Estratto fornito -
-------------------------
C) – L’amministrazione intimata si costituiva in giudizio e resisteva al ricorso, poi respinto dai primi giudici con sentenza che il Q. impugnava per violazione dell’art. 97, Cost., mancanza di presupposti per l’esercizio del potere di autotutela, travisamento, ingiustizia manifesta e contraddittorietà, in rapporto ad un inquadramento, come assistente medico di ruolo, avvenuto a sua totale insaputa e ad una situazione consolidatasi per oltre dieci anni (cfr. C.S., dec. n. 5112/2010), in assenza di un comprovato danno erariale (cfr. C.S., sezione V, dec. n. 158/1998).

L’A.u.s.l. Lecce 2 di Maglie si costituiva in giudizio e resisteva al gravame, difendendo la sentenza impugnata.

Con rispettive memorie riepilogative, entrambe le parti ribadivano ed illustravano le proprie argomentazioni difensive.

All’esito della pubblica udienza di discussione la vertenza passava in decisione, dopo il rigetto di un’istanza cautelare con ordinanza n. 28/2000 di questo Consiglio di Stato.

Motivi della decisione

L’appello è infondato e va respinto (come già avvenuto in sede cautelare).

I) – Il collegio condivide l’impugnata pronuncia, dato che correttamente i primi giudici avevano ritenuto inammissibile il ricorso introduttivo, quanto agli atti di recupero di somme all’epoca non ancora adottati (con evidente carenza di lesione attuale e correlativo difetto d’interesse ad agire, come pure mancanza della connessa legittimazione attiva a ricorrere), ed infondato nel merito delle pretese caducatorie, per l’insussistente necessità di confutare analiticamente le controdeduzioni del ricorrente originario e l’interesse pubblico immanente nel perseguire l’annullamento di atti d’inquadramento rivelatisi illegittimi e forieri d’indebito esborso di pubblico denaro, anche in rapporto alla mancata comunicazione a chi di dovere (in relazione alle due domande di sanatoria inoltrate) del suo già intervenuto inquadramento quale assistente medico (con non più reiterabile fruizione della discussa sanatoria, come correttamente posto in luce dall’impugnata sentenza), grazie alla delib. n. 799/1985 della rappresentanza consorziale dell’O.p.i.s. di Lecce, ai sensi dell’art. 1, legge n. 207/1985 (il che escludeva qualsiasi buona fede: cfr. C.S., Ad. pl., dec. n. 1/1992), ed in assenza di un formale provvedimento d’incarico come aiuto medico, individuato solo con delib. C.r. n. 573/1983 e concernente un posto neppure prima esistente nella pianta organica de qua.

II) – E tutto ciò non poteva che rendere evidente la totale assenza dei presupposti necessari per potersi far luogo legittimamente all’inquadramento preteso dal Q., la cui buona fede i primi giudici avevano palesemente e doverosamente disconosciuto, in relazione al suo comportamento sopra descritto.
-------------------------
Voci estratte -
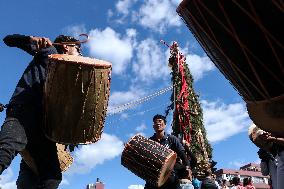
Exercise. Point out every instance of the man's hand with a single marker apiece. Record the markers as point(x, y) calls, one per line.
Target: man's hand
point(40, 42)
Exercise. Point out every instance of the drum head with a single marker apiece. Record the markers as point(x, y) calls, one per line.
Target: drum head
point(64, 58)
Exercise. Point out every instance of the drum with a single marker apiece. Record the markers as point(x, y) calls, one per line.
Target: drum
point(148, 160)
point(245, 42)
point(76, 94)
point(64, 157)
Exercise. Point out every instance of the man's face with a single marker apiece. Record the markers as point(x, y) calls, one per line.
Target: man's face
point(159, 125)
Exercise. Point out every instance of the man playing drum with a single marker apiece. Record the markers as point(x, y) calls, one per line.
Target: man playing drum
point(22, 128)
point(172, 142)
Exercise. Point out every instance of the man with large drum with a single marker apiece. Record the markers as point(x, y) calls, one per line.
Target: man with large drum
point(173, 143)
point(22, 128)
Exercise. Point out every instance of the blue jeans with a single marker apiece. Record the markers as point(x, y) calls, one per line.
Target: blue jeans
point(186, 186)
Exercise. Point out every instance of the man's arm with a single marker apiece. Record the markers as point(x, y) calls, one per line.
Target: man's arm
point(29, 44)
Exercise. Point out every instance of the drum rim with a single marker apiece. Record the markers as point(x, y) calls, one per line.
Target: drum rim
point(63, 58)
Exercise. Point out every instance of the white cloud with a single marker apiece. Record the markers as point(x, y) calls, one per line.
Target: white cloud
point(198, 65)
point(158, 15)
point(135, 187)
point(151, 62)
point(122, 6)
point(88, 156)
point(141, 127)
point(6, 180)
point(224, 120)
point(111, 46)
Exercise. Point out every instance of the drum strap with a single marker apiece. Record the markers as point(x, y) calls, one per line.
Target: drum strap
-------------------------
Consegne -
1 > Rispondi in base all'estratto:
(a) Con quale ordinanza di questo Consiglio di Stato era stata respinta l'istanza cautelare?
(b) Quale A.u.s.l. si costituiva in giudizio resistendo al gravame?
(c) Per quanto tempo, secondo l'impugnazione del Q., la situazione si era consolidata?
2 > Cita dall'estratto il passo compreso tra "L’A.u.s.l. Lecce 2" e "Consiglio di Stato.", estremi inclusi.
Le voci non hanno alcun legame con l'estratto.

Soluzioni -
1 >
(a) Con l'ordinanza n. 28/2000.
(b) L'A.u.s.l. Lecce 2 di Maglie.
(c) Per oltre dieci anni.

2 >
L’A.u.s.l. Lecce 2 di Maglie si costituiva in giudizio e resisteva al gravame, difendendo la sentenza impugnata.

Con rispettive memorie riepilogative, entrambe le parti ribadivano ed illustravano le proprie argomentazioni difensive.

All’esito della pubblica udienza di discussione la vertenza passava in decisione, dopo il rigetto di un’istanza cautelare con ordinanza n. 28/2000 di questo Consiglio di Stato.